**Document text:**
1986 Basque Pelota World Championships
- Tournament poster

Tournament information
- Location: Vitoria, Spain
- Dates: 13–21 September
- Administrator: FIPV
- Teams: 12+

Final positions
- Champions: France
- 1st runners-up: Spain
- 2nd runners-up: Mexico

= 1986 Basque Pelota World Championships =

World championships in Basque pelota

The 1986 Basque Pelota World Championships were the 10th edition of the Basque Pelota World Championships organized by the FIPV.

==Participating nations==

- Argentina
- Canada
- Chile
- France
- Italy
- Japan
- Mexico
- Spain
- Switzerland
- United States
- Uruguay
- Venezuela
- Others

==Events==
A total of 12 events were disputed, in 4 playing areas.

**Objective 1:** Rewrite the passage of the championships article beginning with the words "World championships in" and ending after the words "by the FIPV.", using "tenth edition" in place of "10th edition".

**Records for processing:**
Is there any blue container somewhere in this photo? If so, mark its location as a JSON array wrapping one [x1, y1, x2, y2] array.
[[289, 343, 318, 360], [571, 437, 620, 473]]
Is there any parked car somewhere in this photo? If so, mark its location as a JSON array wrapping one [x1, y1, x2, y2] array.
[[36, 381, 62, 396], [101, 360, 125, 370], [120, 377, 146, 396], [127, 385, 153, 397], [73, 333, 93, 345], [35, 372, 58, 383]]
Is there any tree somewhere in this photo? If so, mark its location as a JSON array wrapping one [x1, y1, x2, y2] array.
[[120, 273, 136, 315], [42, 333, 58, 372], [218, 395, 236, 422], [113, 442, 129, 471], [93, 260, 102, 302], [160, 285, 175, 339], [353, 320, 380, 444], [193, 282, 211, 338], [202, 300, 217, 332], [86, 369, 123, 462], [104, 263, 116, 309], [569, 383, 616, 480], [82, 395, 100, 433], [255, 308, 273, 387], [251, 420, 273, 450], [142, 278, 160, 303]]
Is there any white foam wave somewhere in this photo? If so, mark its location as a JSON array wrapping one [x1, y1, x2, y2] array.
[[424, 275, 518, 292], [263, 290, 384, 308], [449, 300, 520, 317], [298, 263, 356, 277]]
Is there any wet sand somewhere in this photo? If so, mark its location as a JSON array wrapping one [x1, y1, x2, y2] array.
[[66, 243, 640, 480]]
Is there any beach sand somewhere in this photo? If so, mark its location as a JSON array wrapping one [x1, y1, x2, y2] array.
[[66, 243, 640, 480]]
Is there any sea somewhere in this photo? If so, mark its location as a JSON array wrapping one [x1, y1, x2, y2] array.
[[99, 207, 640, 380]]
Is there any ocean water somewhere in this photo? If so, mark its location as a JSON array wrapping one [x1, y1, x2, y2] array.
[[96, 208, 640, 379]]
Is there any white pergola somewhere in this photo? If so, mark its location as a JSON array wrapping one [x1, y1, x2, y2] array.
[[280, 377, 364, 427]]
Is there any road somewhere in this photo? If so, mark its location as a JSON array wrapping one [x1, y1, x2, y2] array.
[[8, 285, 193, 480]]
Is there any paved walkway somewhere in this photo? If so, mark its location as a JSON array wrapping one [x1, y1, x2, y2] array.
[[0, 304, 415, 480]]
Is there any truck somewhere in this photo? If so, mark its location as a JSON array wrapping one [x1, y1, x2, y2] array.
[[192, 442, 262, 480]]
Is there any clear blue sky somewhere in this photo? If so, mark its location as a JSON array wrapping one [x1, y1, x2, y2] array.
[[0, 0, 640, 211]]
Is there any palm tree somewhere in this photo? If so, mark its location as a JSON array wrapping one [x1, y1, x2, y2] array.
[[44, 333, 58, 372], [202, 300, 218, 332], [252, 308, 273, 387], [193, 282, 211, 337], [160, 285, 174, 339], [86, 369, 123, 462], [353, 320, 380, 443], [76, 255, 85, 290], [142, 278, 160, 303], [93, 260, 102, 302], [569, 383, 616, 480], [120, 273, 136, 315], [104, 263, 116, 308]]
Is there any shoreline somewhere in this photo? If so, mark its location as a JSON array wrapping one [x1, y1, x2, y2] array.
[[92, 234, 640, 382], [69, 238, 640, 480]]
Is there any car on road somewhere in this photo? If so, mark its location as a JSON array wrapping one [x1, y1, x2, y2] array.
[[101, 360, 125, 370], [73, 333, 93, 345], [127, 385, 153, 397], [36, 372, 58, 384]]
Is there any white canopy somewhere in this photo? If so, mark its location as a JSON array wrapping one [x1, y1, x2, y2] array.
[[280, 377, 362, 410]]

**Objective 2:** Output the records from the line containing "Is there any ocean" through the line containing "[[192, 442, 262, 480]]" as a two-column CSV with the columns request and answer, one row per request. Put each text and each answer in a single quoted field, with line breaks replaced by spaces.

**Exercise solution 1:**
World championships in Basque pelota

The 1986 Basque Pelota World Championships were the tenth edition of the Basque Pelota World Championships organized by the FIPV.

**Exercise solution 2:**
request,answer
"Is there any ocean water somewhere in this photo? If so, mark its location as a JSON array wrapping one [x1, y1, x2, y2] array.","[[96, 208, 640, 379]]"
"Is there any white pergola somewhere in this photo? If so, mark its location as a JSON array wrapping one [x1, y1, x2, y2] array.","[[280, 377, 364, 427]]"
"Is there any road somewhere in this photo? If so, mark its location as a JSON array wrapping one [x1, y1, x2, y2] array.","[[8, 285, 193, 480]]"
"Is there any paved walkway somewhere in this photo? If so, mark its location as a JSON array wrapping one [x1, y1, x2, y2] array.","[[0, 304, 415, 480]]"
"Is there any truck somewhere in this photo? If so, mark its location as a JSON array wrapping one [x1, y1, x2, y2] array.","[[192, 442, 262, 480]]"